_EXERCISE INSTRUCTIONS:_
Copy all records verbatim.

:: SUPPLIED RECORDS ::

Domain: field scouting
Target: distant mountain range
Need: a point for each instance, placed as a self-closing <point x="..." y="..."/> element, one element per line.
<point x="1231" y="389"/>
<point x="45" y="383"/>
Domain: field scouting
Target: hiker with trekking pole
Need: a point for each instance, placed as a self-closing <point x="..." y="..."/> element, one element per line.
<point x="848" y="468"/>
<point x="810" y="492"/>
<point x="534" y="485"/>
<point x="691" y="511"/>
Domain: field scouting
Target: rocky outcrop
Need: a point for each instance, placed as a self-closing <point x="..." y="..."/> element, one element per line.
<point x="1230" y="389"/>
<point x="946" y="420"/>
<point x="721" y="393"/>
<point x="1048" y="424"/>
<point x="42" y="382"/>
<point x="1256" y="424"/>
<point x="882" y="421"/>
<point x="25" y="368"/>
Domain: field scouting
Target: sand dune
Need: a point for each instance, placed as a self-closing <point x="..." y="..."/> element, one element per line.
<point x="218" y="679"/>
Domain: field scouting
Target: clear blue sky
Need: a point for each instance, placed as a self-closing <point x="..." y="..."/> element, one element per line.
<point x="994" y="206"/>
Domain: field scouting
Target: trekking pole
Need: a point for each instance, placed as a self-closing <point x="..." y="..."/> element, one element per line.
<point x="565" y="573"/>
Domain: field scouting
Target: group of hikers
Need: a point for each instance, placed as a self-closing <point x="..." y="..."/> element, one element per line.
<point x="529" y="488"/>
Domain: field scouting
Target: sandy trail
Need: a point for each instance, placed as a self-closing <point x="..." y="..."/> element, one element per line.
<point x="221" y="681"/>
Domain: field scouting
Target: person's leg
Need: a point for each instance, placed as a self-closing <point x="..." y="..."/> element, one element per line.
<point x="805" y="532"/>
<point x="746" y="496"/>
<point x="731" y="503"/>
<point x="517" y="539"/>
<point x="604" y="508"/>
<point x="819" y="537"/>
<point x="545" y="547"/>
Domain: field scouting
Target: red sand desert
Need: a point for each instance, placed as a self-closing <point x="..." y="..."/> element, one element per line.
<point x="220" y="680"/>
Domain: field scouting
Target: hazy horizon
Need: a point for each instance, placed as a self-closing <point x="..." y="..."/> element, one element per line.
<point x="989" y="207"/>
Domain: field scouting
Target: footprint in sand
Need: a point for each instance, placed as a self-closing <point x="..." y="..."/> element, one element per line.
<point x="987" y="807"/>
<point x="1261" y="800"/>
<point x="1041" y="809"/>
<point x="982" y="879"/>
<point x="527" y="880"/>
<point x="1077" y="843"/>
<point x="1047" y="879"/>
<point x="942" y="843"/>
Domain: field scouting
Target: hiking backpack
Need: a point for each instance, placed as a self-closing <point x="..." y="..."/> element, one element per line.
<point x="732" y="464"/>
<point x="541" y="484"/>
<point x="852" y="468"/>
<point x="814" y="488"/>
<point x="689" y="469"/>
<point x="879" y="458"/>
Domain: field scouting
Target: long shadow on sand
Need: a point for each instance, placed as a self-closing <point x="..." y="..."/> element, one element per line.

:::

_TASK RESULT:_
Domain: field scouting
Target: distant mountain range
Need: a point for each instance, placed as a self-closing <point x="..." y="..."/> element, one element per line.
<point x="1231" y="389"/>
<point x="45" y="383"/>
Domain: field scouting
Target: hiker with trekking pole
Need: a point for each instance, placed as a self-closing <point x="..." y="..."/> element, one element per line.
<point x="848" y="468"/>
<point x="810" y="492"/>
<point x="534" y="485"/>
<point x="691" y="511"/>
Domain: field scouting
Target: rocky outcrop
Need: a point for each instance, placed as a self-closing <point x="..." y="..."/> element, one element per line.
<point x="1230" y="389"/>
<point x="946" y="420"/>
<point x="721" y="393"/>
<point x="1048" y="424"/>
<point x="42" y="382"/>
<point x="1256" y="424"/>
<point x="882" y="421"/>
<point x="25" y="368"/>
Domain: field scouting
Target: sand dune
Need: a point for each instance, placed as a self-closing <point x="..." y="..."/> element, one element per line.
<point x="218" y="679"/>
Domain: field scouting
Target: clear blue sky
Need: a point for each instance, placed as a self-closing <point x="..." y="..."/> element, one element per line.
<point x="994" y="206"/>
Domain: field scouting
Target: trekking pole
Need: a point for each instance, placed as a self-closing <point x="..." y="..."/> element, one element per line.
<point x="565" y="573"/>
Domain: field scouting
Target: group of hikers
Need: a point for each instance, placed as a self-closing <point x="..." y="..."/> element, one element per line.
<point x="529" y="488"/>
Domain: field scouting
Target: sandy trail
Need: a point for each instance, placed as a self-closing <point x="..." y="..."/> element, one element per line.
<point x="221" y="681"/>
Domain: field scouting
Target: person's leg
Need: a point for each instance, placed as a self-closing <point x="..." y="..."/> element, one element per line.
<point x="805" y="532"/>
<point x="746" y="496"/>
<point x="731" y="503"/>
<point x="517" y="539"/>
<point x="604" y="508"/>
<point x="819" y="537"/>
<point x="545" y="547"/>
Domain: field scouting
Target: red sand desert
Need: a point for each instance, placed as a self-closing <point x="..." y="..."/> element, one element per line.
<point x="220" y="680"/>
Domain: field scouting
Target: hazy horizon
Need: a point for each instance, placed as a self-closing <point x="..." y="..."/> element, one element per line.
<point x="989" y="207"/>
Domain: field scouting
Target: footprint in sand
Need: a point for each instance, placed as a self-closing <point x="..." y="..."/> element, one element per line.
<point x="987" y="807"/>
<point x="1261" y="800"/>
<point x="1041" y="809"/>
<point x="982" y="879"/>
<point x="527" y="880"/>
<point x="1077" y="843"/>
<point x="1047" y="879"/>
<point x="942" y="843"/>
Domain: field scouting
Target: hiking backpack
Need: a point for each instance, placed as a self-closing <point x="..." y="..."/> element, one element per line.
<point x="732" y="464"/>
<point x="541" y="484"/>
<point x="852" y="468"/>
<point x="814" y="488"/>
<point x="689" y="469"/>
<point x="879" y="458"/>
Domain: field scouting
Target: long shadow on sand
Need: a point for each instance, placed as a self-closing <point x="..." y="..."/> element, one element per line.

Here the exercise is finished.